→ **Dataset records**

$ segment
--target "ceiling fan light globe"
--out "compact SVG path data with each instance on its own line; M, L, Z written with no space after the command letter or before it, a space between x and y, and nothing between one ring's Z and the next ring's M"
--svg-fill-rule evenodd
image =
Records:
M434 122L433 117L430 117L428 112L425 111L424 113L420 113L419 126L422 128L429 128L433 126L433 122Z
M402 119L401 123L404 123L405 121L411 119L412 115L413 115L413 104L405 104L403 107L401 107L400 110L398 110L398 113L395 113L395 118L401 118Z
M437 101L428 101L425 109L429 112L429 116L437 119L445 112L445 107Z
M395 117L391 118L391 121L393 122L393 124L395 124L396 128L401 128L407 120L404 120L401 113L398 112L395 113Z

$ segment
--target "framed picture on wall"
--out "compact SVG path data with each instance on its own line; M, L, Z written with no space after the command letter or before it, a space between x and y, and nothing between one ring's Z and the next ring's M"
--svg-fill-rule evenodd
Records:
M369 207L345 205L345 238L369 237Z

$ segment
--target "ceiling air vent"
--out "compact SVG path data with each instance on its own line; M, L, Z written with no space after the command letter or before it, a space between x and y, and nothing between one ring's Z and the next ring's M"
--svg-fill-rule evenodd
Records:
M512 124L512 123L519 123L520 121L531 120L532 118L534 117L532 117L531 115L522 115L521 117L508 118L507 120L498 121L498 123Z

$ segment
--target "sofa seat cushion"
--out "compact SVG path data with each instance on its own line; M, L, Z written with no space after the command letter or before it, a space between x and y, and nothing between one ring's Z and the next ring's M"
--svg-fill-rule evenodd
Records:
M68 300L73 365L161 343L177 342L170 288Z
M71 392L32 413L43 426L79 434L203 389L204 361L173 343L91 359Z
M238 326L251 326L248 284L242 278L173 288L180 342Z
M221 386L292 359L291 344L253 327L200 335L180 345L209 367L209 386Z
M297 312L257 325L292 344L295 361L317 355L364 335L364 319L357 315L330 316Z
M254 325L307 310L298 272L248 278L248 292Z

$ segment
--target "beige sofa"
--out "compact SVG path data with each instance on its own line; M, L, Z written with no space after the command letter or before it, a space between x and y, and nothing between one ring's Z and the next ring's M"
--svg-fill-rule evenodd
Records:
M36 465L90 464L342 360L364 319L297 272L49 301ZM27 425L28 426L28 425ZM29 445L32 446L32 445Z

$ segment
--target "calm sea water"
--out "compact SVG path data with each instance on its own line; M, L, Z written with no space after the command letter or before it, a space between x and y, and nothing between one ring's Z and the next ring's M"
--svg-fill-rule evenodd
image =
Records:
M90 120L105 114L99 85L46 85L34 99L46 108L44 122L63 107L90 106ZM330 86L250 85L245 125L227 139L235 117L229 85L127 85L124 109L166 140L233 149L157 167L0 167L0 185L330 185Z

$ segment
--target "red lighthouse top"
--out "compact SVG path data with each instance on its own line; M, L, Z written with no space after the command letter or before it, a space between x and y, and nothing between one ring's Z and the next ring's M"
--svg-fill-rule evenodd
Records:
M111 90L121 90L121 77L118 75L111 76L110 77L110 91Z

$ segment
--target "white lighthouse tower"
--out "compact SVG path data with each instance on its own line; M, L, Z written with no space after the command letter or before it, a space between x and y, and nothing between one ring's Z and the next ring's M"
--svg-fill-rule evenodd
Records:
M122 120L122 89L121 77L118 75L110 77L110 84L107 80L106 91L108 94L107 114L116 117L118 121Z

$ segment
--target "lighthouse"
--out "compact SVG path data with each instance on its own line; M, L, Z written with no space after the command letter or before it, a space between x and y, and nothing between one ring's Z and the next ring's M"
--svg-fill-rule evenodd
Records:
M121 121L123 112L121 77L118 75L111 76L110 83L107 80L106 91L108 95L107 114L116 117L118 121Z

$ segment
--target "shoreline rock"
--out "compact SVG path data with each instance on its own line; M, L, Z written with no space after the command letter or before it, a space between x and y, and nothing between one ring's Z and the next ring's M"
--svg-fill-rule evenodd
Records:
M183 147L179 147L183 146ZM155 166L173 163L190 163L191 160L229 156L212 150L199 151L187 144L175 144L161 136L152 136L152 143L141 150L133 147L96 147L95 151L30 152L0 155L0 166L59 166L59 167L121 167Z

→ **Your goal**
Pick out every line of the data above that contains the word "ceiling".

→ **Result for this exercise**
--target "ceiling fan light globe"
--target "ceiling air vent"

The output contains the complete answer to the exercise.